Problem statement:
In the records below, count the lines that contain the string "branch", matching case exactly, and give only the number.

═══ Data supplied

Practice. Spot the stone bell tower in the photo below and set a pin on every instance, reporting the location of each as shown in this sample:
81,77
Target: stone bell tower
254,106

══════
═══ Data supplied

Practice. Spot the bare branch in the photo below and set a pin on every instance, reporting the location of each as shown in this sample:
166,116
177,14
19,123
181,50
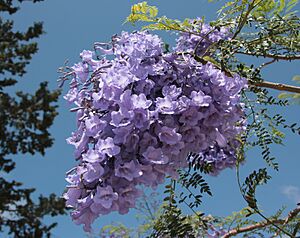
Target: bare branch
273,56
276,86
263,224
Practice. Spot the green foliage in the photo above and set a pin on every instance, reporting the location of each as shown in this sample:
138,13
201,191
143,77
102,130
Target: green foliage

══════

Solution for this exercise:
2